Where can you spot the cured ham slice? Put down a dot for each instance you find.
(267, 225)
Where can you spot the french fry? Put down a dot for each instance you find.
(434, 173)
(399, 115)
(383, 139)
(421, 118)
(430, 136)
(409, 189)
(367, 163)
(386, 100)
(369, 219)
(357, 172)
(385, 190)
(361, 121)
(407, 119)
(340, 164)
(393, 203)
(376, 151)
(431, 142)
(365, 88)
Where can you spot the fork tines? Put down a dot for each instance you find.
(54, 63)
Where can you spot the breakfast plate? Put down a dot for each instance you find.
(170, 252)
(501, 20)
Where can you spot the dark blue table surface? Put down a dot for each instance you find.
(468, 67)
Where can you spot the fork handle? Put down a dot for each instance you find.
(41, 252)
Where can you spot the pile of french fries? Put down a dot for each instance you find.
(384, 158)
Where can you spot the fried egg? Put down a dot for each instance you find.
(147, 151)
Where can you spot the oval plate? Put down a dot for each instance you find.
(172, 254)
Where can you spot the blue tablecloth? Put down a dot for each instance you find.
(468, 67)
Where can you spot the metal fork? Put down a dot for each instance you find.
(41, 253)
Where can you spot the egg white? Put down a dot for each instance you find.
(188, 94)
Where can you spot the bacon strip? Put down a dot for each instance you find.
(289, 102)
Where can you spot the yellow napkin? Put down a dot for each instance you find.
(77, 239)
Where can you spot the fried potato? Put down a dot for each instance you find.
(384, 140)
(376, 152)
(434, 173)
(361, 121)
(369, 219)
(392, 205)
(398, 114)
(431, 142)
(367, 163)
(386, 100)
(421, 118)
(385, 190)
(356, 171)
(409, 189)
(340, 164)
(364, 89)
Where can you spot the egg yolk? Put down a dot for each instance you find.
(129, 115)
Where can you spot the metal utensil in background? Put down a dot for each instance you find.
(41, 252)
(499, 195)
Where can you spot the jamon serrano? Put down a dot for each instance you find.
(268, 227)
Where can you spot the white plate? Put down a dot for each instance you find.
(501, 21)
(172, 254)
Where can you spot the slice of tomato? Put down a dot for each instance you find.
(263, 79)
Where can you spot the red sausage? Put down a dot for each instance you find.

• Your assignment: Only exact copies of the lines from the one containing "Where can you spot the metal utensil" to the end of the records belong in the answer.

• Exercise response:
Where can you spot the metal utensil in background? Put down a dot for each instance you find.
(41, 252)
(499, 195)
Where can you spot the jamon serrano? Put down a dot for each instance you find.
(268, 227)
Where can you spot the white plate? Put down a dot for each instance you find.
(501, 21)
(172, 254)
Where can you spot the slice of tomato? Put down a dot for each instance you find.
(263, 79)
Where can you spot the red sausage? Put down a dot for each instance you find.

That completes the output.